◆ TEXT SEGMENT ◆

5. Use compassion. Bearing witness, being non-judgmental, sitting with intense feelings and acknowledging normal human reactions are important tools to keep the individual well and better able to handle the reactions and feelings they have.
6. All theoretical orientations are welcome. We all practice from different theoretical perspectives: psychodynamic, cognitive-behavioral, relational, mindfulness-based. All of these can be helpful. We also know how to ask people about experiences where they felt powerless, harmed, abandoned, mistreated, overwhelmed, or witnessed others’ suffering. But it is important we have language to discuss what we see, and that patients have some language to use as well. We do not need to be trauma specialists to provide excellent care to healthcare workers and others with moral distress coming to terms with how COVID has affected them.

◆ INPUT DATA ◆
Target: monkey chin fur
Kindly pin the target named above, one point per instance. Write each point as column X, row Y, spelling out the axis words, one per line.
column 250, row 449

◆ THINGS TO DO ◆
- a) What theoretical perspectives does the passage on caring for healthcare workers list?
- b) Based on the passage on caring for healthcare workers, decide whether each statement agrees with it, and quote the words that settle each one. (i) Sitting with intense feelings is an important tool. (ii) Clinicians must be trauma specialists to give excellent care to healthcare workers with moral distress. (iii) Only patients, not clinicians, need language to discuss what is seen.
Rely only on the passage about caring for healthcare workers when answering.

◆ ANSWERS BELOW ◆
- a) Psychodynamic, cognitive-behavioral, relational, and mindfulness-based.

- b)
(i) Yes: "Bearing witness, being non-judgmental, sitting with intense feelings and acknowledging normal human reactions are important tools"
(ii) No: "We do not need to be trauma specialists to provide excellent care to healthcare workers and others with moral distress"
(iii) No: "it is important we have language to discuss what we see, and that patients have some language to use as well"